▸ **Extracto del documento**
__________________________________________________

La utilidad del Hospital para los pacientes pobres supera a sus desventajas: convertirse en “objeto” (lamentablemente no en el sujeto) de investigación y en un espectáculo didáctico para la formación de los nuevos médicos.

Los avances científicos van trasladando el énfasis de los pacientes desde sólo no morir a una buena calidad de supervivencia.
Mientras en el siglo XVII la preocupación se centraba en una “buena muerte”, ya durante la Ilustración se traslada a cómo estar bien.
Es interesante destacar que el foco del paciente difiere en forma transcultural. Mientras los franceses se preocupaban por su hígado, los alemanes centraban su atención en el buen funcionamiento de su corazón.

Con el transcurrir de los siglos se consolidan dos modelos de intervención médica: mientras la práctica privada se centra en el enfermo, la medicina hospitalaria apunta a la enfermedad.
La factura del médico delinea esta doble relación paradojal: la “empresarial” y la clínica.
Desde siempre ha existido en el paciente la ansiedad financiera planteada por el costo del tratamiento médico. Desde siempre también los pacientes han notado el lado económico de esta relación.

__________________________________________________

▸ **Datos proporcionados**
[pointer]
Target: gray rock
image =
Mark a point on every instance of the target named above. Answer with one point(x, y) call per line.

__________________________________________________

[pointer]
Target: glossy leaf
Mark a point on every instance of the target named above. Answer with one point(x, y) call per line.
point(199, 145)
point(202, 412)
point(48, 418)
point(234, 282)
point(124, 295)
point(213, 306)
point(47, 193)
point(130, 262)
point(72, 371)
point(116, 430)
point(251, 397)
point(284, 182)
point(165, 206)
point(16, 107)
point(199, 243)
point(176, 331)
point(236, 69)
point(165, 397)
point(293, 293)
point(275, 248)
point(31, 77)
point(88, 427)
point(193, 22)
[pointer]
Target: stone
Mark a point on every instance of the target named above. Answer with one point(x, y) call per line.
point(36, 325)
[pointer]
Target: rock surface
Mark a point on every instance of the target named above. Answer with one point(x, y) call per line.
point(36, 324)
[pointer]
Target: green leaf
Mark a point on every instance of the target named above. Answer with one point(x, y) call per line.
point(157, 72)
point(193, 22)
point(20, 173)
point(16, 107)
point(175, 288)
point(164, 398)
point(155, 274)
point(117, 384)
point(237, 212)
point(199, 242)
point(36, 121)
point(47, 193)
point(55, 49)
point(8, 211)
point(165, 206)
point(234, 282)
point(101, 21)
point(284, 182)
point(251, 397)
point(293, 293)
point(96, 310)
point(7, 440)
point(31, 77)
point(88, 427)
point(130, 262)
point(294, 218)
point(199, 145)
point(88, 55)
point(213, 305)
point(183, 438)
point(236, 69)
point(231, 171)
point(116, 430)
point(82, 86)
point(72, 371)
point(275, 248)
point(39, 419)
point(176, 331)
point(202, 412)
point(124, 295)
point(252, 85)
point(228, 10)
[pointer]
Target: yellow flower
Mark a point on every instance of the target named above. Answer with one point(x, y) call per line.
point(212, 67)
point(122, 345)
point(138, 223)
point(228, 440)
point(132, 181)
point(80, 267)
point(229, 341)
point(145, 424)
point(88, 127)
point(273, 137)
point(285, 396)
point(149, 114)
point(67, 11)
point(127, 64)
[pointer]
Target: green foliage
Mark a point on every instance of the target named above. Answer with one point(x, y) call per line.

__________________________________________________

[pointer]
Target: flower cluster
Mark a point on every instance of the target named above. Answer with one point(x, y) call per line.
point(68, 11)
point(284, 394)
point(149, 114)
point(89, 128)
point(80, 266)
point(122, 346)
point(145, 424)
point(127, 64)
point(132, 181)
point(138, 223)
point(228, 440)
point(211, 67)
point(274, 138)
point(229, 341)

__________________________________________________

▸ **Trabajo requerido**
Prosiga el extracto sobre la evolución histórica de la relación entre médico y paciente a partir de su última oración.

▸ **Resultado del ejercicio**
No era inusual que los pacientes protestaran por las facturas médicas. Ciertos enfermos se veían obligados a pagar en especies.
En Estados Unidos, durante la gran depresión en la década del 30, en muchos lugares no existía la atención médica porque simplemente no había dinero para pagarla.
La atención médica gratuita (o por sistemas de reaseguro médico) se caracteriza por una rápida revisión. Este escaso tiempo de dedicación es lamentablemente una particularidad de la medicina para pobres.
Muchas veces los pacientes acordaban pagar en función de los resultados. Tampoco era infrecuente que el médico cobrara en función del peligro que constituía la enfermedad para la vida del paciente.
Es por esto que ante una factura médica abultada el paciente preguntara: “¿Tan cerca estuve de la muerte?”.

Un factor “filtro” que siempre ha impedido la satisfacción plena de los pacientes ha sido un lenguaje médico imposible de comprender por el lego.
Debemos insistir en que los pacientes necesitan “desesperadamente” creer en sus médicos ya que la “esperanza” es un importantísimo factor de resiliencia en los enfermos y debido a que la “desesperanza” es mucho más poderosa aún.
Siempre ha existido entre los pacientes la inquietante sospecha de que la competencia de sus médicos no era mucha. Es por esto que desde los inicios del periodo moderno la literatura se llenó de ironías en la pluma de múltiples autores como Oscar Wilde y Bernard Shaw.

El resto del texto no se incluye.